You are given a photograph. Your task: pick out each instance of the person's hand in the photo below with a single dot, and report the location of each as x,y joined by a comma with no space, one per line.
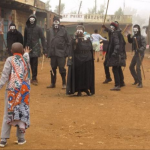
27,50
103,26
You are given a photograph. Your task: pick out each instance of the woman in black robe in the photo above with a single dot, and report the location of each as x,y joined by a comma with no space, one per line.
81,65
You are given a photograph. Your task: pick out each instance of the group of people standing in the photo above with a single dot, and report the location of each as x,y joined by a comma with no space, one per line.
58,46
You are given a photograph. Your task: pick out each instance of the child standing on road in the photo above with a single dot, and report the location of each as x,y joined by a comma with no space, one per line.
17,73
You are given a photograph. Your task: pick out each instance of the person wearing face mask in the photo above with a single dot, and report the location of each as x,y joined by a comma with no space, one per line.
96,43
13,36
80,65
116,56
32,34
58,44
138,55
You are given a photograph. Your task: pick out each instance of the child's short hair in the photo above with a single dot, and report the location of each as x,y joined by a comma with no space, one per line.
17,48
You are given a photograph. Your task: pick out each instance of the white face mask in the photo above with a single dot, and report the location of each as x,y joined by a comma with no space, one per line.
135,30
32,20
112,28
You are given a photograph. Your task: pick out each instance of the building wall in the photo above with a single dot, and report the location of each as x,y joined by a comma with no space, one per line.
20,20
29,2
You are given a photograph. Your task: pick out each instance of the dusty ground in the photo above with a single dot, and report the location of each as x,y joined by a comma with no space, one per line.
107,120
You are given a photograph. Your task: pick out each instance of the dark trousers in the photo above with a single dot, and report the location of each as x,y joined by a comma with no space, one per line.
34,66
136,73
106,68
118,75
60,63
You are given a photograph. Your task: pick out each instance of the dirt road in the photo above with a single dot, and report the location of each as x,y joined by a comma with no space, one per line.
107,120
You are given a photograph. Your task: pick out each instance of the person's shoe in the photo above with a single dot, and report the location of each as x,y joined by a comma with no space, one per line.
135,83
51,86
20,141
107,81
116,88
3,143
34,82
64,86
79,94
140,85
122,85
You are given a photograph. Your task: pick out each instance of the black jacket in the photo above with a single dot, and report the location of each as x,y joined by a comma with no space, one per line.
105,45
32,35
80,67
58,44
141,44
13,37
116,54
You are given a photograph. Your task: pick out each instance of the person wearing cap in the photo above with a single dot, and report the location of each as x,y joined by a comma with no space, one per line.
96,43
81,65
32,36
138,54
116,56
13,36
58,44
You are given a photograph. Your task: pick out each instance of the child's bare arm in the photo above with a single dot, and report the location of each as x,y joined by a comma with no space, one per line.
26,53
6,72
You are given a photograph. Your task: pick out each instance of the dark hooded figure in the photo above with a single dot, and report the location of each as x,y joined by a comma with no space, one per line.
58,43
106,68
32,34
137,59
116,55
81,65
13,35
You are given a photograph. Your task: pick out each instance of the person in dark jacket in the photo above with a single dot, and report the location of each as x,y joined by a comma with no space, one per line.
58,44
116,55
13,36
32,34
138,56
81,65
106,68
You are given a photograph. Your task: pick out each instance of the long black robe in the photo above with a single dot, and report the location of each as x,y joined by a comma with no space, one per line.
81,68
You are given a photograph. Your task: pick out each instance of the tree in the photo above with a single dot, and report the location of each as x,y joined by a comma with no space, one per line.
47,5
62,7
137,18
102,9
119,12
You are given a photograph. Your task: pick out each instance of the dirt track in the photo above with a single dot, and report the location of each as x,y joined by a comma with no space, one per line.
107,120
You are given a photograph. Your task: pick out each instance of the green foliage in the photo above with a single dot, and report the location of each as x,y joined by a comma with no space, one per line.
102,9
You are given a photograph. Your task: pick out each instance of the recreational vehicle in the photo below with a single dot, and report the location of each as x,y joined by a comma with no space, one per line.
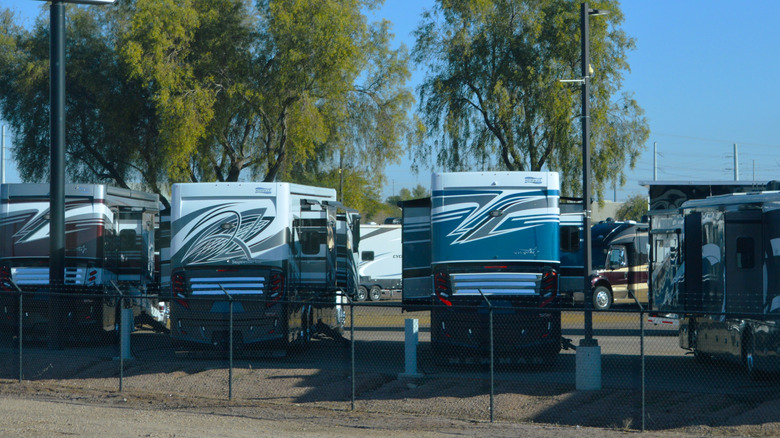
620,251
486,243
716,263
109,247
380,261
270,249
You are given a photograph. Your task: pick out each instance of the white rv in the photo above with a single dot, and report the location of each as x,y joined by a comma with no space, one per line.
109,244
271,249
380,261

Written task
Locate the line containing "of the green" in the material above, then repeat it and every later line exactly, with no pictures.

Output for this task
You are given a photograph. Your task: pick out each instance of the green foliage in the photo above with a single dot, and report the location of each as x,y joined by a comma with no space, one per line.
102,9
You are given a photograph. Your task: pick out each instance of the recreational vehicle in the photo below with a single dot, and report the location of each as x,y joined by a comma with no space, one per line.
620,251
486,243
716,263
109,247
380,261
270,249
You are given a photograph. Your task: pick out each instance of the white rv in the photo above with a single dot, and report the location of each as x,y joined by a comma with no space, one per line.
109,244
271,249
380,261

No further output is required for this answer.